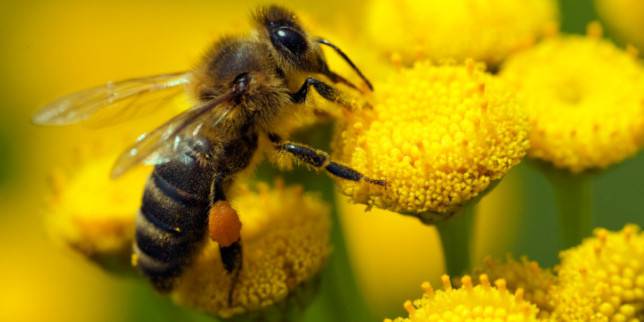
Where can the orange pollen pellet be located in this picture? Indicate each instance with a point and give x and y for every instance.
(224, 225)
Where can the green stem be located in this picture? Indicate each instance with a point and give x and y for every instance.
(456, 239)
(573, 194)
(342, 295)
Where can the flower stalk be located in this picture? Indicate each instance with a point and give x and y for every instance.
(456, 240)
(573, 196)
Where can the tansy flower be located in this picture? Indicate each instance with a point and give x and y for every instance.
(438, 135)
(286, 242)
(523, 274)
(625, 17)
(602, 279)
(483, 30)
(585, 100)
(93, 214)
(482, 302)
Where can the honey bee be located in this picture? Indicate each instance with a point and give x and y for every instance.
(244, 86)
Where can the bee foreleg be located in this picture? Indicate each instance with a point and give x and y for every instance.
(325, 90)
(321, 160)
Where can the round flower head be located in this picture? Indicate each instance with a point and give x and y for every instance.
(438, 135)
(285, 234)
(94, 214)
(524, 274)
(625, 17)
(440, 30)
(585, 100)
(602, 279)
(482, 302)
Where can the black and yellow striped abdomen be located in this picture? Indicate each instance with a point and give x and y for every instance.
(172, 220)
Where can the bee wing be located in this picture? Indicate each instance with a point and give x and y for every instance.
(82, 105)
(169, 140)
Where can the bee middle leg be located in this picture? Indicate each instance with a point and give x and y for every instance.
(320, 160)
(225, 229)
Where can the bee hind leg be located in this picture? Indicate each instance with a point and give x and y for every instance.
(224, 227)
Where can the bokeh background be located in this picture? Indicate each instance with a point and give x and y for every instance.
(50, 48)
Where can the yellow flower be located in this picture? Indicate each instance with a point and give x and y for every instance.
(602, 279)
(286, 242)
(439, 135)
(625, 17)
(585, 100)
(524, 274)
(483, 30)
(482, 302)
(94, 214)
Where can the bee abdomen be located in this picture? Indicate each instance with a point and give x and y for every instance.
(172, 221)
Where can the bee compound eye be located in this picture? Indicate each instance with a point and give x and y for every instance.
(290, 39)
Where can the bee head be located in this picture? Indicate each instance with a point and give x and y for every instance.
(294, 48)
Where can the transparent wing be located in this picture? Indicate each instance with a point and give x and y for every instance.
(82, 105)
(173, 138)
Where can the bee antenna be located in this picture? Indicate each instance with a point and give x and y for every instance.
(348, 60)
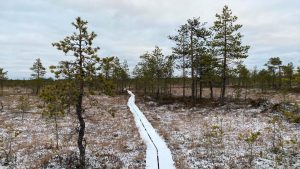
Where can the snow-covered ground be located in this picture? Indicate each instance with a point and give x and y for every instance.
(215, 137)
(158, 154)
(112, 139)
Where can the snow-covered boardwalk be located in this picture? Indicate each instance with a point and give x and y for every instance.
(158, 155)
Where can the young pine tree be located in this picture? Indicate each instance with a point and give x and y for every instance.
(80, 44)
(2, 78)
(227, 41)
(38, 73)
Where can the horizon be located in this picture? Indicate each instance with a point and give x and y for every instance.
(127, 29)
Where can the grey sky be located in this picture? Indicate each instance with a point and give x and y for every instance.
(128, 28)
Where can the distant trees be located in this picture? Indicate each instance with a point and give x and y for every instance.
(227, 42)
(288, 72)
(80, 44)
(2, 78)
(191, 41)
(274, 64)
(153, 68)
(38, 72)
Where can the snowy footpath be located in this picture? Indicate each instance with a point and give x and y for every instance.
(158, 155)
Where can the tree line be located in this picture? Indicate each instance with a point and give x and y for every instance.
(206, 56)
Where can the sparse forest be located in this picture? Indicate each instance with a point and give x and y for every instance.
(210, 108)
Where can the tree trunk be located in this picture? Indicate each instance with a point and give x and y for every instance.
(224, 68)
(56, 130)
(79, 110)
(183, 73)
(201, 89)
(192, 67)
(211, 90)
(1, 83)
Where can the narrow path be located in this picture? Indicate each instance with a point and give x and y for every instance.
(158, 155)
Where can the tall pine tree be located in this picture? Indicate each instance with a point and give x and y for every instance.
(227, 42)
(80, 44)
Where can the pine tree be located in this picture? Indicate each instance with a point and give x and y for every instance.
(153, 68)
(191, 41)
(288, 71)
(227, 42)
(273, 64)
(2, 78)
(38, 73)
(180, 52)
(80, 44)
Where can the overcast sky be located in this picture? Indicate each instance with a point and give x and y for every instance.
(128, 28)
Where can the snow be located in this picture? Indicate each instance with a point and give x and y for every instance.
(158, 155)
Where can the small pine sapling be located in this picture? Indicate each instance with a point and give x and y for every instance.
(250, 138)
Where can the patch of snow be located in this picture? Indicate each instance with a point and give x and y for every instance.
(157, 154)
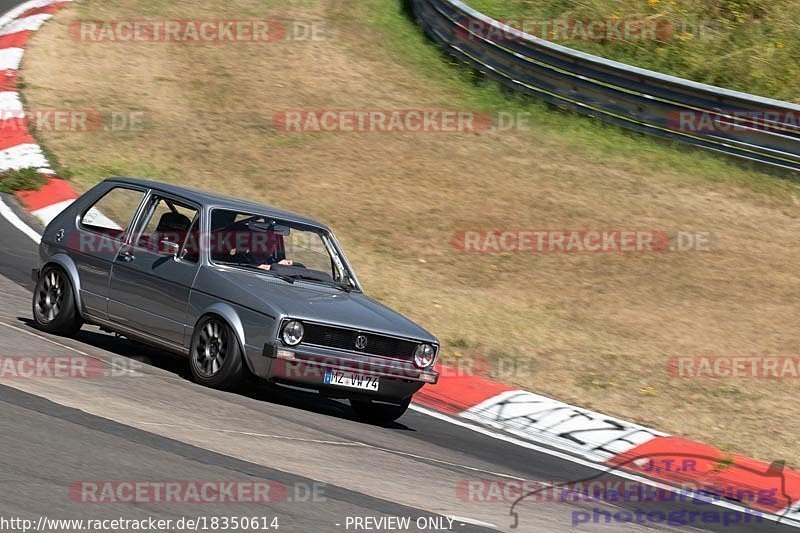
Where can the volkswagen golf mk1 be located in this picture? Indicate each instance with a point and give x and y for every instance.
(239, 288)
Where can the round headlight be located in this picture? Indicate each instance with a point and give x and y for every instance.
(292, 333)
(424, 355)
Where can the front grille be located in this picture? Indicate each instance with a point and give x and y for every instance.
(345, 339)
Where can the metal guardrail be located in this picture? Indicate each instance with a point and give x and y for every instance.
(731, 122)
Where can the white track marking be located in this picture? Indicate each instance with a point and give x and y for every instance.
(47, 214)
(10, 58)
(10, 103)
(26, 155)
(32, 23)
(17, 222)
(595, 466)
(11, 15)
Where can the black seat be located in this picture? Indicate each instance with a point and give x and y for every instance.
(173, 222)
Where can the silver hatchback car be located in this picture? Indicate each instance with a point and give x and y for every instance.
(237, 287)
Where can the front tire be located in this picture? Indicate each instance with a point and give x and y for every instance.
(380, 413)
(54, 309)
(215, 357)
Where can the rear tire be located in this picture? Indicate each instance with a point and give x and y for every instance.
(379, 412)
(215, 357)
(54, 309)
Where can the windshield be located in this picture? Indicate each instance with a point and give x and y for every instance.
(286, 249)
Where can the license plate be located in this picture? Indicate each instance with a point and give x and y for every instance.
(351, 380)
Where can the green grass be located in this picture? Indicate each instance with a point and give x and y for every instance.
(403, 39)
(747, 45)
(21, 180)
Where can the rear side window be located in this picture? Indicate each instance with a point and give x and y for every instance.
(113, 213)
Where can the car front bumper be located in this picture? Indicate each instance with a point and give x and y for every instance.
(306, 367)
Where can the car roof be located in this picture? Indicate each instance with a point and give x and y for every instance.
(222, 201)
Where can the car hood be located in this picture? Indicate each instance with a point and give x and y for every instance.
(311, 302)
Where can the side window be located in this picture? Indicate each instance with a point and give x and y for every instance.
(165, 221)
(113, 213)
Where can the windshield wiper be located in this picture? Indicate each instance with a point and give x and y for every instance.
(284, 277)
(342, 286)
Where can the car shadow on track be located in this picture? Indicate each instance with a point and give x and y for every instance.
(254, 389)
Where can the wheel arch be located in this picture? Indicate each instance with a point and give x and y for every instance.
(65, 263)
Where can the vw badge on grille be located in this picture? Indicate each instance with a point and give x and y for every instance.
(361, 342)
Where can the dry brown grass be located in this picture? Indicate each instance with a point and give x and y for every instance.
(599, 328)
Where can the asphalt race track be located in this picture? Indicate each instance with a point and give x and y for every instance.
(138, 419)
(143, 420)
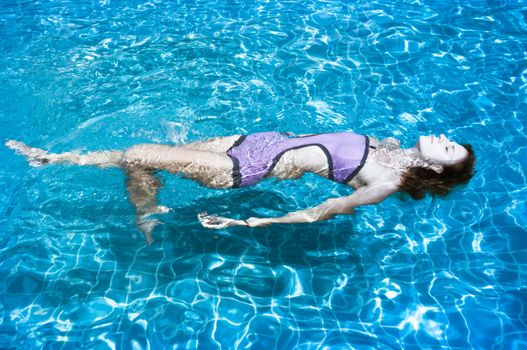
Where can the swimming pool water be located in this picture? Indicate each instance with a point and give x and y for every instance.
(88, 75)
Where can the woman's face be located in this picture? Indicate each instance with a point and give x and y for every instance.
(440, 150)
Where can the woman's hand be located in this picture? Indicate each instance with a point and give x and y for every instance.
(218, 222)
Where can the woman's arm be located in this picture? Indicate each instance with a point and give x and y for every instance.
(365, 195)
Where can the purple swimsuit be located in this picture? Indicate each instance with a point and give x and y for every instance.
(254, 156)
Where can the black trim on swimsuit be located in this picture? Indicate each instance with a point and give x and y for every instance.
(236, 174)
(362, 162)
(322, 147)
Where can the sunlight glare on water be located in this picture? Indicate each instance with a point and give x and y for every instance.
(93, 75)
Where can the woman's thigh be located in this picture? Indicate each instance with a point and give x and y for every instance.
(212, 169)
(217, 144)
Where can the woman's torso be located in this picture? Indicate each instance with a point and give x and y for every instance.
(342, 157)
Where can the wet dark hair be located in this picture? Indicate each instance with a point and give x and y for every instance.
(418, 181)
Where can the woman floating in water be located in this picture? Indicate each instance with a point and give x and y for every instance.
(376, 169)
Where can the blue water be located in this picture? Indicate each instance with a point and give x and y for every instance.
(89, 75)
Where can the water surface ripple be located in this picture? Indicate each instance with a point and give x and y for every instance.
(89, 75)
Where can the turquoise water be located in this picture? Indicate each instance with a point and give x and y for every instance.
(89, 75)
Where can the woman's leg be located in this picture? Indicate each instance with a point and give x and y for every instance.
(217, 144)
(143, 186)
(39, 157)
(211, 169)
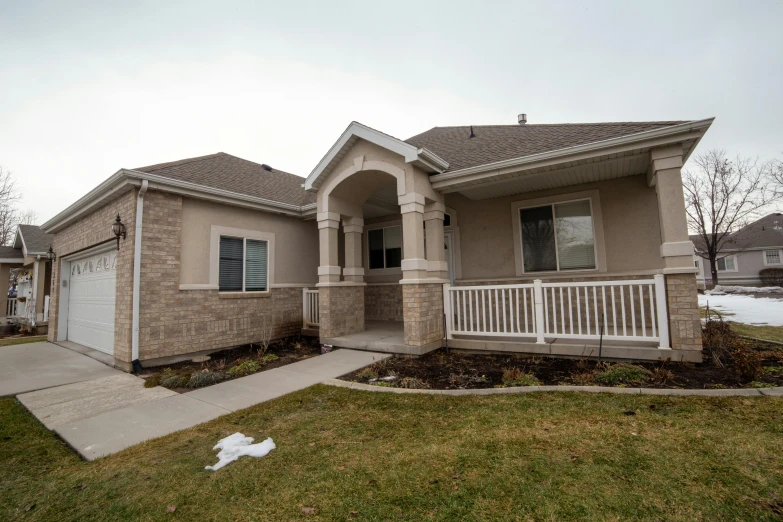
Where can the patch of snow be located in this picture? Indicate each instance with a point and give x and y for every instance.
(746, 309)
(725, 289)
(237, 445)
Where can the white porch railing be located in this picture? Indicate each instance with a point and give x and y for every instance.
(10, 307)
(631, 310)
(309, 308)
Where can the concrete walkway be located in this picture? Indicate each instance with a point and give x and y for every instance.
(36, 366)
(112, 431)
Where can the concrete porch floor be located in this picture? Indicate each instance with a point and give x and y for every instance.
(380, 336)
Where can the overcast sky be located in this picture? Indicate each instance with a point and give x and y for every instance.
(88, 88)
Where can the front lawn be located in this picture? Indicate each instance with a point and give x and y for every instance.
(351, 455)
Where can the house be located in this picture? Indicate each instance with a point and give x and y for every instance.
(560, 239)
(749, 250)
(27, 260)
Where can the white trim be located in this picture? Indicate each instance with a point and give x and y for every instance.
(780, 257)
(694, 130)
(598, 231)
(214, 251)
(137, 271)
(422, 157)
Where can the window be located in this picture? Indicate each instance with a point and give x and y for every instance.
(243, 265)
(385, 247)
(558, 237)
(726, 264)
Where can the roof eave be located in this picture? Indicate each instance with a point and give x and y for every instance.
(693, 130)
(420, 157)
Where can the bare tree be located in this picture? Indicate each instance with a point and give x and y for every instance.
(721, 196)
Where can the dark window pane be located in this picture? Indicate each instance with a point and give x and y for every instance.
(255, 266)
(230, 264)
(375, 240)
(538, 239)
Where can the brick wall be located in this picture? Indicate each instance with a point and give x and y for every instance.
(423, 312)
(91, 230)
(174, 322)
(341, 310)
(383, 302)
(684, 321)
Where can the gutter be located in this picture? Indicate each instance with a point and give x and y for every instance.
(137, 276)
(490, 169)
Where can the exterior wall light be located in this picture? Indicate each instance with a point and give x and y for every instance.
(118, 227)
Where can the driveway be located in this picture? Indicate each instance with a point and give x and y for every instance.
(36, 366)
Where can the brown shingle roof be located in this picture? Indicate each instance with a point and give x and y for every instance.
(494, 143)
(226, 172)
(36, 240)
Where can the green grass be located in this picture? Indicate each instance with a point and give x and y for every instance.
(22, 340)
(355, 455)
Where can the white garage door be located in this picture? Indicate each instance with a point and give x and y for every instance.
(91, 301)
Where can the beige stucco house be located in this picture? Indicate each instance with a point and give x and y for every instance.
(553, 239)
(28, 262)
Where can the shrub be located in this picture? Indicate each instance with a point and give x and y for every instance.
(413, 383)
(242, 369)
(516, 377)
(205, 378)
(622, 373)
(771, 276)
(268, 358)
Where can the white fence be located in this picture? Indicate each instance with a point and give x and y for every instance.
(309, 308)
(631, 310)
(10, 307)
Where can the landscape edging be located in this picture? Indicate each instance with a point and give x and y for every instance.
(738, 392)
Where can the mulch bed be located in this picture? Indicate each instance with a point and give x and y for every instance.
(443, 370)
(287, 351)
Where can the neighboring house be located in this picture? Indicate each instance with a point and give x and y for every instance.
(532, 238)
(28, 261)
(749, 250)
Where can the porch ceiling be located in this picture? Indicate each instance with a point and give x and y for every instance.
(553, 176)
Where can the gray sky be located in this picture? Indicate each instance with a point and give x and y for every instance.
(89, 88)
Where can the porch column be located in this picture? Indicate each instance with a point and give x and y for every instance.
(328, 227)
(436, 252)
(676, 249)
(422, 297)
(353, 270)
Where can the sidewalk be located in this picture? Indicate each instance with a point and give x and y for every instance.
(113, 431)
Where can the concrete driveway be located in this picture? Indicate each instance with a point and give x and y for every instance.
(36, 366)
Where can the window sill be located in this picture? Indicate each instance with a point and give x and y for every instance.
(244, 295)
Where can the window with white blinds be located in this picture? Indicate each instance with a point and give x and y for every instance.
(558, 237)
(243, 265)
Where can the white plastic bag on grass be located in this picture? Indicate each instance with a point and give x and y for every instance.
(237, 445)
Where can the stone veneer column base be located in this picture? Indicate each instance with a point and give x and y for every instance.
(422, 311)
(340, 310)
(684, 321)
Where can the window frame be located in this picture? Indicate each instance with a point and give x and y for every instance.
(214, 259)
(598, 236)
(244, 265)
(383, 235)
(780, 256)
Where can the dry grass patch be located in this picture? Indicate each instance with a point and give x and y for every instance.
(354, 455)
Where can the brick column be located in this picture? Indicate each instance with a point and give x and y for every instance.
(684, 321)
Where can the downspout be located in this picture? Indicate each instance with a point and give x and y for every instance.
(137, 277)
(35, 293)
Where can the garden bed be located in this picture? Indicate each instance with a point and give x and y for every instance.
(448, 371)
(230, 364)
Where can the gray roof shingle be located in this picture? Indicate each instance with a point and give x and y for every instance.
(493, 143)
(226, 172)
(36, 240)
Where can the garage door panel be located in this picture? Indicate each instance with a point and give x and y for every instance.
(93, 284)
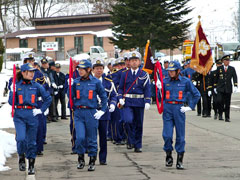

* Problem:
Can you quote exactly, and only, the lines from the one containing "Where can the garage" through the last line of the records above, keeping both ends and leaving out any pictures?

* Task result:
Where can the garage door panel be located in this picture? Indicate each instance with a point and give x and y for every instance.
(93, 284)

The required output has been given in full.